Archiv


Anita Kugler: Scherwitz - Der jüdische SS-Offizier

Der Mann, um den es in dem Buch geht, das wir Ihnen nun vorstellen wollen, wurde 1950 als jüdischer SS Offizier wegen der Erschießung von drei jüdischen Häftlingen von einem bundesdeutschen Gericht verurteilt. Fritz Scherwitz oder Eleke Sirewitz, wie er sich ab 1945 nannte, war "Regionalleiter für die Betreuung der Opfer des Nationalsozialismus" in Bayern als er im April 1948 verhaftet wurde. Er hatte sich nach dem Krieg als "Volljude" und überlebender KZ Häftling in Lettland ausgewiesen, tatsächlich war er Untersturmführer der SS gewesen und hatte in Riga ein KZ geleitet. Diese Funktion wiederum, das sagen Zeitzeugen, habe er genutzt, um hunderten von lettischen Juden das Leben zu retten. Eine Geschichte, die so bizarr klingt, dass man sie nicht glauben will. Fritz Scherwitz, sagt seine Biographin Anita Kugler, sei ein "unmoralischer Moralist" gewesen, ein Hochstapler mit krimineller Energie,

Von Hans G. Helms | 11.10.2004
    ein eitler, selbstbesoffener Mensch, der den Ehrgeiz hatte, als Lagerkommandant "seine" Juden zu schützen, indem er sie wie in einem kapitalistischen Betrieb motivierte. Er wusste doch, dass er an die Ostfront kommt, wenn er keinen Erfolg hat - und seine Juden wussten, dass sie Schlimmeres zu erwarten haben, wenn sie nicht perfekte Luxusartikel für die SS herstellen. Es war ein Geben und Nehmen und beide Seiten haben davon profitiert.

    Anita Kugler, einst Mitarbeiterin der Berliner taz, hat die Geschichte des bizarren Judenretters recherchiert, und der Verlag Kiepenheuer und Witsch hat die Ergebnisse dieser Recherche jetzt unter dem Titel "Scherwitz - Der jüdische SS-Offizier" herausgebracht. Unser Rezensent ist Hans G. Helms.

▶ **ERFASSTE DATEN**
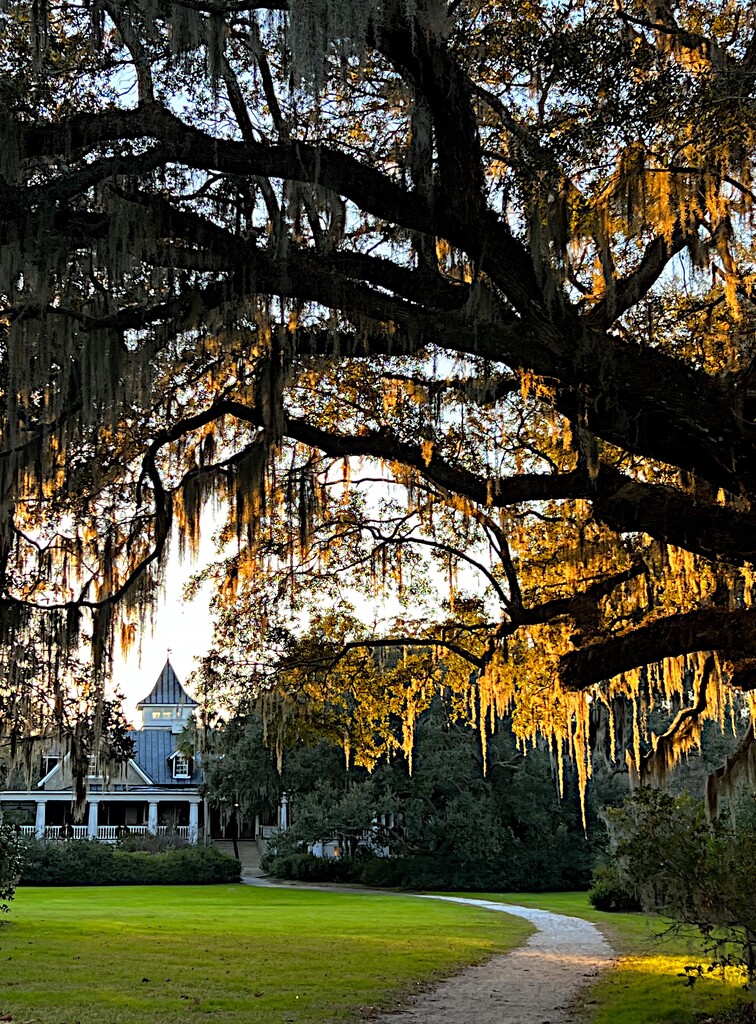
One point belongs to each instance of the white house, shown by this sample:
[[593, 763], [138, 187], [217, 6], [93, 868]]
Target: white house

▶ **AUFGABENSTELLUNG A**
Geben Sie aus dem Text über Fritz Scherwitz die Passage wörtlich wieder: Beginnen Sie bei den Worten „Von Hans G.“ und hören Sie nach den Worten „haben davon profitiert.“ auf.
▶ **AUFGABENSTELLUNG B**
Prüfen Sie, ob die folgenden Aussagen mit dem Text über Fritz Scherwitz übereinstimmen. Antworten Sie jeweils mit Ja oder Nein, und führen Sie die ausschlaggebenden Worte des Textes wörtlich an.
(i) Scherwitz wurde im April 1948 verhaftet.
(ii) Anita Kugler war früher Mitarbeiterin der Frankfurter Allgemeinen Zeitung.
(iii) Ein bundesdeutsches Gericht verurteilte Scherwitz im Jahr 1950.
▶ **AUFGABENSTELLUNG C**
Führen Sie den Text über Fritz Scherwitz im Anschluss an seinen letzten Satz weiter.

▶ **ERGEBNIS A**
Von Hans G. Helms | 11.10.2004
    ein eitler, selbstbesoffener Mensch, der den Ehrgeiz hatte, als Lagerkommandant "seine" Juden zu schützen, indem er sie wie in einem kapitalistischen Betrieb motivierte. Er wusste doch, dass er an die Ostfront kommt, wenn er keinen Erfolg hat - und seine Juden wussten, dass sie Schlimmeres zu erwarten haben, wenn sie nicht perfekte Luxusartikel für die SS herstellen. Es war ein Geben und Nehmen und beide Seiten haben davon profitiert.

▶ **ERGEBNIS B**
(i) Ja: „als er im April 1948 verhaftet wurde“
(ii) Nein: „einst Mitarbeiterin der Berliner taz“
(iii) Ja: „wurde 1950 als jüdischer SS Offizier wegen der Erschießung von drei jüdischen Häftlingen von einem bundesdeutschen Gericht verurteilt“

▶ **ERGEBNIS C**
    Den Titel "Der jüdische SS-Offizier" hat Alexander Lewin mir für dieses Buch geschenkt, wohl wissend, dass ich skeptisch bin, was das Adjektiv "jüdisch" angeht.

    Bekennt Anita Kugler. Ob Scherwitz, wie er nach Kriegsende behauptet, als jüdisches Knäblein Eleke Sirewitz 1903 in dem wohl erfundenen baltischen Ort Buscheruni geboren ist, vermag die Autorin trotz penibler Analyse der widersprüchlichen Zeugenaussagen und lückenhaften Dokumente nicht zu klären. Das Spannende an ihrer Studie ist ohnehin nicht die Frage, ob Scherwitz nun tatsächlich jüdischer Abstammung ist oder nicht, eher schon die Leichtfertigkeit und Willkür der SS-Praxis, die Scherwitz für seine Juden ausbeutet. Die auf arische Rassenreinheit verpflichtete SS nimmt Fritz Scherwitz 1933 in Berlin ohne Geburtsurkunde, gestützt allein auf Aussagen neu gewonnener Freunde, als Anwärter auf.

    Der Ahnenpass, den Scherwitz dem Sippenamt (einreicht), ist eigentlich keiner, denn Ahnen gibt es darin nicht. (...) Das ganze DIN-A3 große Formular strahlt weiß wie aus der Druckerei.

    Als Scherwitz 1935 um eine Heiratserlaubnis nachsucht, bleibt er wiederum jeden Herkunftsnachweis schuldig.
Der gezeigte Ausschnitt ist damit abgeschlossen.